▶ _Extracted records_

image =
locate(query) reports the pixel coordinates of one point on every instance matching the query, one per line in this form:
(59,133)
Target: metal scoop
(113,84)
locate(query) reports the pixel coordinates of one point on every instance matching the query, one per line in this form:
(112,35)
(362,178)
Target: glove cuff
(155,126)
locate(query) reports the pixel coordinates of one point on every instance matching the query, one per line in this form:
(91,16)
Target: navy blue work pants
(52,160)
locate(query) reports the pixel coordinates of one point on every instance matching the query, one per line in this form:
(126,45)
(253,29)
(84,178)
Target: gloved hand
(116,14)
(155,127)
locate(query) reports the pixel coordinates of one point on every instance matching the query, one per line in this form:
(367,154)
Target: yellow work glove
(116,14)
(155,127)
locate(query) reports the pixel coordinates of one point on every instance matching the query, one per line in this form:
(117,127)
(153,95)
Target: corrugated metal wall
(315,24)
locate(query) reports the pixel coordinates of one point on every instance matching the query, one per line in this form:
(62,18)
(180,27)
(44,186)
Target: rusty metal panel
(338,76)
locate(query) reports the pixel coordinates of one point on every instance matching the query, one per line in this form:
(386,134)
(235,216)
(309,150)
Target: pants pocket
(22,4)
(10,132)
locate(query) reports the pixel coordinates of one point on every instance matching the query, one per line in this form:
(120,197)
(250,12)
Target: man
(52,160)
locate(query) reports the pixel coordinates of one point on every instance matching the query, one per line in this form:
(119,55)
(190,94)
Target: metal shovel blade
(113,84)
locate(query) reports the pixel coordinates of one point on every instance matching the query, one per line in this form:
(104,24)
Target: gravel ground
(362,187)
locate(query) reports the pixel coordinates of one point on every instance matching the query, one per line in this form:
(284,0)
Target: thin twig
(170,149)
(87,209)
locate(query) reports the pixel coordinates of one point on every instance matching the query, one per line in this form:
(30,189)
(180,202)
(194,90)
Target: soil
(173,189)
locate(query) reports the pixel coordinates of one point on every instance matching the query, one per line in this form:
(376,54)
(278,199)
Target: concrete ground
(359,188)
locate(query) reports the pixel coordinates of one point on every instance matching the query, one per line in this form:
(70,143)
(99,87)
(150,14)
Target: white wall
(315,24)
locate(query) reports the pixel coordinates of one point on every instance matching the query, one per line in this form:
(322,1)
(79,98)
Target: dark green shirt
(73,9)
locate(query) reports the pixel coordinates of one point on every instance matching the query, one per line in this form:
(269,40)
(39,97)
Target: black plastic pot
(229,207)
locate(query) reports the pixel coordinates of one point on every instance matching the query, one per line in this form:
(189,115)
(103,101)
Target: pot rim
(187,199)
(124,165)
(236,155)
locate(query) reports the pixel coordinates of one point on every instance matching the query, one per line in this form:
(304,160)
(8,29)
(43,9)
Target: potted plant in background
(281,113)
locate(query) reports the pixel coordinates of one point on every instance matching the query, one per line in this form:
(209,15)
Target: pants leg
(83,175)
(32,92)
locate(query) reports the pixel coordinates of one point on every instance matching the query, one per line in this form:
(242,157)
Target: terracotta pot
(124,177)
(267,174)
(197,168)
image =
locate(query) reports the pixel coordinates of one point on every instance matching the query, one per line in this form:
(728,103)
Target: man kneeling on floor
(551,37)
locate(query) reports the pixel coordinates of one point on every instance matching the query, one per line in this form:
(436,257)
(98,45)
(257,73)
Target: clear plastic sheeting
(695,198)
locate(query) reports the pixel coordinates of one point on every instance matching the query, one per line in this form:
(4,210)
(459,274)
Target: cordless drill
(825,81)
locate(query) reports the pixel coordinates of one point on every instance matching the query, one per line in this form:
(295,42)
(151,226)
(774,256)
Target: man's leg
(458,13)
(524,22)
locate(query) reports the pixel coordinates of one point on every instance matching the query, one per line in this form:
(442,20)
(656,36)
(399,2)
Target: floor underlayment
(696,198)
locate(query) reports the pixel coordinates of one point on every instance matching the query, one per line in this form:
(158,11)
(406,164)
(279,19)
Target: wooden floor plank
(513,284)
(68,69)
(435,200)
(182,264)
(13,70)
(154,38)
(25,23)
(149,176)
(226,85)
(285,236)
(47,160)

▶ _Aim of the task_
Pick out each line of the records above that contains the string "pants", matching case exactly.

▶ _Answer to the problem_
Target: navy blue work pants
Target: pants pocket
Target: pants leg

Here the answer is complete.